Work instruction
Pick up the job description for building enterprise AI systems after its last sentence and continue it in the same style.

Excerpt provided
JOB SUMMARY
Design, build, deploy, and optimize enterprise-grade AI systems powered by foundation models, LLMs, retrieval-augmented generation, and agentic AI workflows. The role converts AI concepts into secure, scalable, observable, and supportable production systems suitable for a regulated financial-services environment.
Key Responsibilities
Design and implement LLM-powered applications such as knowledge assistants, document intelligence solutions, workflow agents, summarization tools, and decision-support systems.
Build RAG pipelines using embeddings, chunking strategies, vector databases, semantic retrieval, reranking, response grounding, and citation patterns.
Adapt and optimize models using LoRA, PEFT, instruction tuning, distillation, transfer learning, quantization, and domain adaptation techniques.
Develop scalable APIs, microservices, model-serving components, and integration patterns across cloud, hybrid, or containerized environments.
Optimize inference workloads for latency, throughput, token efficiency, cost, reliability, and user experience.
Implement model and application observability, including prompt logs, retrieval quality, hallucination indicators, drift signals, feedback loops, cost telemetry, and service health.
Embed security, privacy, Responsible AI, and model risk controls into AI application design and delivery.
Create production documentation, runbooks, release notes, test evidence, and audit-ready implementation records.

Information provided
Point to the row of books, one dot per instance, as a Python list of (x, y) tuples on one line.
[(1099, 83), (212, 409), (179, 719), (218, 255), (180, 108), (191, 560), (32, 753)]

Output
Required Qualifications
7+ years in AI/ML engineering, platform engineering, software engineering, or applied machine learning.
Hands-on experience with LLMs, transformers, embeddings, RAG, semantic search, and GenAI application patterns.
Strong Python engineering skills with PyTorch, TensorFlow, Hugging Face, LangChain, LlamaIndex, Semantic Kernel, or equivalent frameworks.
Experience deploying production AI services using APIs, containers, Kubernetes, CI/CD, cloud-native services, and monitoring platforms.
Practical knowledge of model evaluation, fine-tuning, inference optimization, and secure data handling.
Preferred Qualifications
Banking, risk, compliance, financial crime, operations, or enterprise technology background.
Experience with Azure OpenAI, AWS Bedrock, Vertex AI, Databricks, vLLM, Triton, MLflow, Kubeflow, or model gateways.
Exposure to model risk, AI governance, audit controls, AI cost governance, and private or open-source LLM deployments.